### WORK INSTRUCTION A
Update the passage on Cabarrus County's Stepping Up team from "Cabarrus County Department" to "and transition plan.", replacing "screenings" with "intake assessments".
### WORK INSTRUCTION B
Answer these questions from the passage on Cabarrus County's Stepping Up team, one line each:
(i) How many staff make up the team?
(ii) Who performs the medical screenings when a person is taken into custody?
(iii) After individuals leave the detention center, what do staff follow up to confirm?
### WORK INSTRUCTION C
Proceed with the passage on Cabarrus County's Stepping Up team, continuing after its final sentence.

### SOURCE DOCUMENT
BEGIN

Cabarrus County Department of Human Services employees a team (3 staff) that works with individuals both while incarcerated and post release. Staff work with justice involved persons from the point of when they are arrested and taken into custody, at which time detention officers perform medical screenings that Stepping Up staff review. Certain questions within the screening tool are designed to determine if an individual has a mental health or substance use disorder. When reviewing the screenings, staff determine which individuals might need additional follow-up and then takes them through a more detailed questionnaire. Staff analyze where that individual is currently in their mental health needs, and together they, staff and the justice involved person, design a treatment and transition plan.
As part of that plan, Stepping Up staff assist individuals with setting up appointments with treatment providers when they are released and follows up with them even after they’ve left the detention center to be sure they kept those meetings.

END

### DATA FOR REVIEW
BEGIN

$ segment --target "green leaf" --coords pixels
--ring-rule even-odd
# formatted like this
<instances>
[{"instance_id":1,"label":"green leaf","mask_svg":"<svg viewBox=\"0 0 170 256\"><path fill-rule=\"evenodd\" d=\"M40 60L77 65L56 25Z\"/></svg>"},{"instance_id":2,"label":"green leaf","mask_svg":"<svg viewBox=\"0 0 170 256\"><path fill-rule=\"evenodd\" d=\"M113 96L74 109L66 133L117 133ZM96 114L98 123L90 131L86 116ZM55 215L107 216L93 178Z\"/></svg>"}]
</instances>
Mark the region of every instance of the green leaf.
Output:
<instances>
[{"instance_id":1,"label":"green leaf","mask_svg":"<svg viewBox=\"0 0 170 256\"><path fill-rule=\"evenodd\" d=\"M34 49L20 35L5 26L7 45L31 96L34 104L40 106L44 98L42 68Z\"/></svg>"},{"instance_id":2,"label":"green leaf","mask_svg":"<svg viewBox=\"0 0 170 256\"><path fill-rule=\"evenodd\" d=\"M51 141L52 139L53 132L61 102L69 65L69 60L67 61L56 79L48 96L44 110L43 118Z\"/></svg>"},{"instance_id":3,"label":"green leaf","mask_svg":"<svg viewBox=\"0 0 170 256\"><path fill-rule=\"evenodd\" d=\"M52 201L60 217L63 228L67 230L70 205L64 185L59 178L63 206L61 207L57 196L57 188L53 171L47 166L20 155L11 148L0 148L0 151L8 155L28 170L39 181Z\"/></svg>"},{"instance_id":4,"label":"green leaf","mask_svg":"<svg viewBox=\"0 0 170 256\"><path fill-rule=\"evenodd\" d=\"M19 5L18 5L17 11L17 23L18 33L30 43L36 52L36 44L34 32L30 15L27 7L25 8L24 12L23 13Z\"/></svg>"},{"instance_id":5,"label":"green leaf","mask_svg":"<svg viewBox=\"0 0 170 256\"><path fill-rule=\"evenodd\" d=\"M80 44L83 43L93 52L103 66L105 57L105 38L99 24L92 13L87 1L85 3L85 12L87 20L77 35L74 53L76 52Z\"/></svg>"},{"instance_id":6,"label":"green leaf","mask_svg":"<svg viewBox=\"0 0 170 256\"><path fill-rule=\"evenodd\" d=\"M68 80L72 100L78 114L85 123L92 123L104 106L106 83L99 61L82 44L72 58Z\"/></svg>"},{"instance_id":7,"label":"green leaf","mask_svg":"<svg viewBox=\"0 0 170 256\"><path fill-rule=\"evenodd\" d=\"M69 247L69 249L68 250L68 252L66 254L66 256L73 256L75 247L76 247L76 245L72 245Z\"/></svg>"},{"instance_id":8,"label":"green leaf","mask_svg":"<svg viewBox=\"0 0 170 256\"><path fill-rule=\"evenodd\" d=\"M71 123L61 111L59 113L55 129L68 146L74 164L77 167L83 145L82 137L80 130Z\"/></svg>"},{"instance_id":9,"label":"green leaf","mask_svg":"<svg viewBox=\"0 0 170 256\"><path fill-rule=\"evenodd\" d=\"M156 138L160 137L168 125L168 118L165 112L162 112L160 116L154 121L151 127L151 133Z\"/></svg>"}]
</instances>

END

### ANSWER SECTION A
Cabarrus County Department of Human Services employees a team (3 staff) that works with individuals both while incarcerated and post release. Staff work with justice involved persons from the point of when they are arrested and taken into custody, at which time detention officers perform medical intake assessments that Stepping Up staff review. Certain questions within the screening tool are designed to determine if an individual has a mental health or substance use disorder. When reviewing the intake assessments, staff determine which individuals might need additional follow-up and then takes them through a more detailed questionnaire. Staff analyze where that individual is currently in their mental health needs, and together they, staff and the justice involved person, design a treatment and transition plan.

### ANSWER SECTION B
(i) Three staff.
(ii) Detention officers.
(iii) That the individuals kept their appointments with treatment providers.

### ANSWER SECTION C
In 2016, Cabarrus County committed to becoming a partner of the national Stepping Up initiative. The initiative focuses on reducing the number of people with mental illness in jails. The concept of mental health overhaul is tremendous; however, acknowledging and responding to a problem that affects one of our own programs was a starting place.
According to the Stepping Up Initiative, two million people with serious mental illness are admitted to jails across the nation each year. Almost three-quarters of these adults also have drug and alcohol use problems. Once incarcerated, individuals with mental illness tend to stay longer in jail and upon release are at a higher risk of returning to incarceration than those without these illnesses.